**SOURCE EXTRACT**:
_ _ _ _
FinOps + Cost Engineering
Phase 29 of /root Year 3: cost as architecture. Cost attribution per tenant, reserved vs spot vs on-demand strategy, egress awareness, OpenCost. Apply FinOps discipline to basecamp's multi-cloud spend. 4-6 weeks, ~40-60 hours.
Thirteenth phase of Year 3. Cost as an engineering concern. 4-6 weeks, ~40-60 hrs.
Most engineering teams reason about cost only after the first surprising bill. Senior engineers treat cost as part of the architecture — alongside latency, availability, security. This phase installs that discipline. By phase end basecamp has cost attribution per workload, cost dashboards across all three clouds, reserved + spot strategies applied where they earn weight, and runbooks for “cost spike — investigate.”
This isn’t an accounting phase. It’s an engineering phase. The patterns transfer to every later employer where cost-of-infrastructure is a real number on a real spreadsheet.
Prerequisites
- Phase 28 complete; observability operational (cost is just another metric)
- 12 hrs/week budget reserved
Why this phase exists
In on-prem you buy hardware once. In cloud you pay continuously. This changes architecture: idle compute is expensive, cross-AZ traffic is expensive, data egress is very expensive. Architecture decisions made without cost awareness produce 2-3× cost overruns at scale.
The pattern-first frame
Same eight steps.
1. PROBLEM
basecamp runs across K3s + EKS + GKE. Each charges differently for the same workload. You need to know where money goes (attribution), what’s optimizable (analysis), what trade-offs to make (architecture). And you want to do this without becoming a finance team.
2. PRINCIPLES
2.1 Cost attribution
You can’t optimize what you can’t attribute. Per-workload, per-team, per-environment cost visibility.
→ Pattern: finops
Investigate:
- How does Kubernetes-native cost attribution work (per-namespace, per-pod)?
- What does OpenCost give you that AWS Cost Explorer doesn’t?
- Why is “showback” different from “chargeback”?
2.2 Reserved vs spot vs on-demand
Three pricing models per cloud. On-demand: flexible, expensive. Reserved (or Savings Plans): commit for a discount. Spot: cheap, can be evicted.
Investigate:
- What workloads fit spot? (Hint: batch, stateless replicas, async work.)
- When do Reserved Instances vs Savings Plans win?
- What’s the right ratio of RIs to on-demand for a steady-state workload?
2.3 Cross-AZ + egress costs
Cross-availability-zone traffic costs money. Cross-region traffic costs more. Egress to the public internet costs the most. These are invisible to most architecture decisions until they bite.
Investigate:
- AWS cross-AZ pricing — exact numbers?
- Why is NAT Gateway $32/month just for being on?
- When does CDN in front of egress pay for itself?
2.4 Idle as a cost category
Idle compute is the largest cost waste in most cloud-native deployments. Workloads provisioned for peak but running at 15% average.
Investigate:
- What’s the right utilization target for a fleet?
- How does autoscaling (HPA, VPA, cluster autoscaler) help?
- When does “rightsizing” become “underprovisioning”?
_ _ _ _
**PARTS OF THE EXERCISE**:
#1 From the FinOps phase page, reproduce verbatim the passage from "This isn’t an" up to and including "a real spreadsheet.".
#2 List every numbered principle heading that appears under PRINCIPLES on the FinOps phase page.
_ _ _ _
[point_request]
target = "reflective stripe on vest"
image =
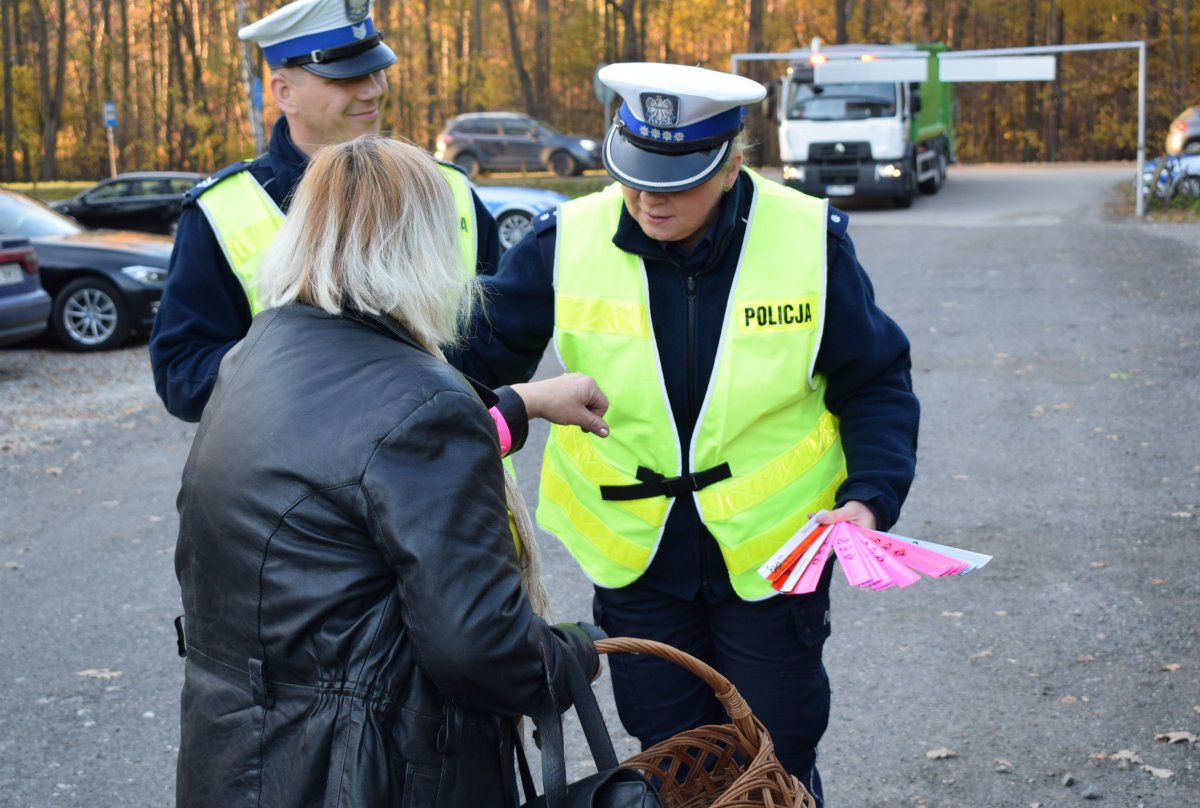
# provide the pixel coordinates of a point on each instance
(245, 221)
(763, 412)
_ _ _ _
**EXPECTED RESPONSES**:
#1
This isn’t an accounting phase. It’s an engineering phase. The patterns transfer to every later employer where cost-of-infrastructure is a real number on a real spreadsheet.

#2
2.1 Cost attribution
2.2 Reserved vs spot vs on-demand
2.3 Cross-AZ + egress costs
2.4 Idle as a cost category